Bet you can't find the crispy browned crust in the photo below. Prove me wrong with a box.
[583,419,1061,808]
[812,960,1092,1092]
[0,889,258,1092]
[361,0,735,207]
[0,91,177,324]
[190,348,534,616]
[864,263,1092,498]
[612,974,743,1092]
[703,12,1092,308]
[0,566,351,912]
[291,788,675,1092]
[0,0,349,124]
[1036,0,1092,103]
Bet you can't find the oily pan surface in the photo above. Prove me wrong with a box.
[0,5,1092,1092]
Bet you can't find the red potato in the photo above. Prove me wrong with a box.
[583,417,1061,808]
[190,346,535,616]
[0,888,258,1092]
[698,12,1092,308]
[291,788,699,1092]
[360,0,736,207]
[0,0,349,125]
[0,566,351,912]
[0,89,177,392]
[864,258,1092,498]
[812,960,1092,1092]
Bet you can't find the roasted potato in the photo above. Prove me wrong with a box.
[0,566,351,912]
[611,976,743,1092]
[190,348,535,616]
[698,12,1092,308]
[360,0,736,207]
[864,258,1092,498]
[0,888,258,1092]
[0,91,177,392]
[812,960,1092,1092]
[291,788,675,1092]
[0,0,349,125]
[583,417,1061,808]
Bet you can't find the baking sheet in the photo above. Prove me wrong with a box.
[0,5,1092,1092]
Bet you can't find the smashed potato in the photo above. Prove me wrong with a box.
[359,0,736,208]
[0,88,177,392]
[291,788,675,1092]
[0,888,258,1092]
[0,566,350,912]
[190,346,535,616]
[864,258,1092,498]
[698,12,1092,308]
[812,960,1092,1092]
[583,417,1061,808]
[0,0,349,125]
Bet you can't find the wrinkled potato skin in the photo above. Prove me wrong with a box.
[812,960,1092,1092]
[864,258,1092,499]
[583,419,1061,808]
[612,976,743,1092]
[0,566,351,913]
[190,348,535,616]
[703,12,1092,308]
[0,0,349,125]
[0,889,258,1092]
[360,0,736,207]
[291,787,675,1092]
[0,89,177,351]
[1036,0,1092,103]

* * *

Challenge: Reproduce every line of the material above as a numbered list, leaving out any blank lines.

Expected answer:
1. Bet you can't find the crispy browned crust in the photo below. Prove me wrong with a box.
2. [583,419,1061,808]
3. [812,960,1092,1092]
4. [0,889,258,1092]
5. [361,0,735,207]
6. [0,91,177,324]
7. [190,348,534,616]
8. [864,263,1092,498]
9. [612,974,743,1092]
10. [703,12,1092,308]
11. [0,566,351,912]
12. [291,788,675,1092]
13. [0,0,349,124]
14. [1036,0,1092,103]
15. Bet you can't find the oily pan surface in the photo above. Prove me wrong with a box.
16. [0,5,1092,1092]
17. Bet you can't find the red potato in the photo above. Prove me wrong with a box.
18. [583,417,1061,808]
19. [190,346,535,616]
20. [0,888,258,1092]
21. [698,12,1092,308]
22. [291,788,699,1092]
23. [360,0,736,207]
24. [0,0,349,125]
25. [0,566,351,912]
26. [0,89,177,392]
27. [864,258,1092,498]
28. [812,960,1092,1092]
29. Bet you can't find the roasted potato in the photo above. Prove me wrong with a box.
30. [0,566,351,912]
31. [611,976,743,1092]
32. [190,348,535,616]
33. [698,12,1092,308]
34. [360,0,736,207]
35. [864,258,1092,498]
36. [0,888,258,1092]
37. [0,91,177,392]
38. [812,960,1092,1092]
39. [291,788,675,1092]
40. [0,0,349,125]
41. [583,417,1061,808]
42. Bet you can't find the baking sheet in the photo above. Prove me wrong with a box.
43. [0,5,1092,1092]
44. Bet you can't find the smashed potato in the photo above. Prove me wrong with a box.
45. [359,0,736,208]
46. [0,88,177,392]
47. [291,788,675,1092]
48. [0,888,258,1092]
49. [0,566,350,912]
50. [190,346,535,616]
51. [864,258,1092,498]
52. [698,12,1092,308]
53. [812,960,1092,1092]
54. [583,417,1061,808]
55. [0,0,349,125]
56. Bet you can't find the wrinkled potato skin in the photo above. Prove me wrong with a box.
57. [812,960,1092,1092]
58. [864,258,1092,499]
59. [583,419,1061,808]
60. [612,976,743,1092]
61. [0,566,351,913]
62. [190,348,535,616]
63. [703,12,1092,308]
64. [0,0,349,125]
65. [0,889,258,1092]
66. [360,0,736,207]
67. [291,787,675,1092]
68. [0,89,177,351]
69. [1036,0,1092,103]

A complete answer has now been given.